Aim of the task: Can you pull out each line of the data below that includes the word "Locate"?

[Natural-language object grounding data]
[Start of Attachment]
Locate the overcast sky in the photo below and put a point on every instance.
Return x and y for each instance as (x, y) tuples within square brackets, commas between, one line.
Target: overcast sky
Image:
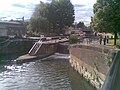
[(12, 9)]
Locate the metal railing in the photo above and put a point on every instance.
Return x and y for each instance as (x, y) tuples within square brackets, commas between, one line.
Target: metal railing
[End of Attachment]
Written solution:
Locate the overcast sky in the photo below and put a point on every instance.
Locate the metal railing in the photo above and put a point on every instance.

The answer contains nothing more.